Most people shudder when they hear about Alzheimer’s disease, one of the most common documented forms of dementia. And for good reason, because it is an irreversible progressive disease which affects memory, language and cognitive processes.
The first symptom of Alzheimer’s disease is mild memory loss, but as it progresses, the patient can no longer retain memories, leading to inability of having conversations, and taking care of oneself.
In the U.S. more than 5 million people are struggling with Alzheimer’s according to the Centers for Disease Control and Prevention (CDC). The disease usually settles in after the age of 60. New research helps us understand and learn more about the disease; for example, we know now that the disease has certain biological hallmarks in the brain. But when it comes to curing it, scientists are still helpless.
There are more than one cause leading to Alzheimer’s disease, even though scientists agree that the most probable risk factor is aging, closely seconded by genetics. Lately, more and more evidence suggests that Alzheimer’s and heart diseases might share some common risk factors, such as high cholesterol and high blood pressure.
Cardiac index involved in developing forms of dementia
The most recent study on the matter was conducted by lead investigator Dr. Angela Jefferson, director of the Vanderbilt Memory and Alzheimer’s Center. This research is the first to use cardiac index as a risk factor for dementia, adding even more evidence that heart conditions and Alzheimer’s are somehow linked. If the heart is misbehaving, that could be a great risk factor for developing dementia and Alzheimer’s disease.
Dr. Jefferson and her team based their study on analyzed data collected from the Framingham Heart Study, one of the largest ongoing medical studies. It began in 1948 with the specific goal of identifying risk factors for various heart diseases.
The analysis compared the cardiac index – which is a way of measuring heart function – with the rate of dementia in 1,000 volunteers from Framingham’s Offspring Cohort. The participants where observed for up to 11 years. During the follow-up period, out of the 32 participants who developed dementia, 26 of them developed Alzheimer’s.
It is very easy to understand how the cardiac index works: it basically measures the amount of blood that starts from the heart and pumps through the body – an indicator adjusted for every body size.
The results show that if the index is low, it means that less blood is blood leaving the heart. Unlike those whose cardiac index remained inside the grid, the analysis showed that a patient with clinically low cardiac index dealt with twice the risk of developing dementia.
When the first round of results was studied, the research team thought that heart disease might be the cause for an increased risk of Alzheimer’s disease and dementia. But, as Dr. Jefferson noticed, that risk only increased when the team decided to exclude the participants who suffered from any kind of heart conditions.

• What you will do
- a) In what year did the Framingham Heart Study begin, according to the article on Alzheimer's disease and heart function?
- b) Condense the paragraph of the article on Alzheimer's disease and heart function that begins "The analysis compared the cardiac index" into a short bulleted list that keeps its main facts.
The items after this article have nothing to do with it.

• Data extract

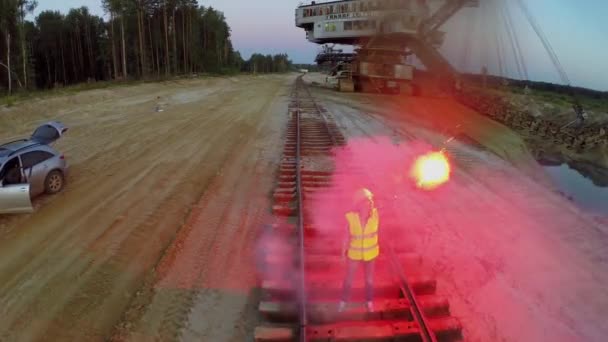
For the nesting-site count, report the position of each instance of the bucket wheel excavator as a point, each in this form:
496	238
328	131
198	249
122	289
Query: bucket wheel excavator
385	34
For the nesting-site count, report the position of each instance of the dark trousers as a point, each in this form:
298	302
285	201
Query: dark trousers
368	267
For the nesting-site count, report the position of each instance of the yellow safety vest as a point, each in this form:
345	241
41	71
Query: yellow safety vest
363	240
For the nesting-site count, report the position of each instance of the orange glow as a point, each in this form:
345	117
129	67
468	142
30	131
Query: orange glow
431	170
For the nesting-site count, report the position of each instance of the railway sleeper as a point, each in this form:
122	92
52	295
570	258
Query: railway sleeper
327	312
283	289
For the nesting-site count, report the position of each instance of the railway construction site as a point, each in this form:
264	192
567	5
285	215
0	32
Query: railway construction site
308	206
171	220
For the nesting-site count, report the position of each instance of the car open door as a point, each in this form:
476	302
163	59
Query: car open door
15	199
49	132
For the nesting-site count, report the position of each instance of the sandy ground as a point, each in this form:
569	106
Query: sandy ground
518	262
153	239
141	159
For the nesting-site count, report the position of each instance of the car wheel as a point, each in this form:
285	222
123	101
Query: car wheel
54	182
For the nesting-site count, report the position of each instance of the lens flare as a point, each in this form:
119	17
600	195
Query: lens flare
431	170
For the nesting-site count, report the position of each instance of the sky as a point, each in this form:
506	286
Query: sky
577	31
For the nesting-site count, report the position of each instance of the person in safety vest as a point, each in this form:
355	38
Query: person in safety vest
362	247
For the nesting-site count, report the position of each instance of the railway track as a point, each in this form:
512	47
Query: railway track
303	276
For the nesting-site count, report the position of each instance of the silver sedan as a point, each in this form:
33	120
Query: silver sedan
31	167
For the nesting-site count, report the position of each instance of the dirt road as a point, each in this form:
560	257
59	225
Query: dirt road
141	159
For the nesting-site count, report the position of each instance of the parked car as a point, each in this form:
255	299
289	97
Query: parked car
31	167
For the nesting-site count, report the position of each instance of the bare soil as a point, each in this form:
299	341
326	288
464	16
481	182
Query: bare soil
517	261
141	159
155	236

• Answers
- a) 1948

- b)
- The analysis compared cardiac index, a measure of heart function, with dementia rates.
- It covered 1,000 volunteers from Framingham's Offspring Cohort.
- Participants were followed for up to 11 years.
- 32 participants developed dementia, and 26 of them developed Alzheimer's.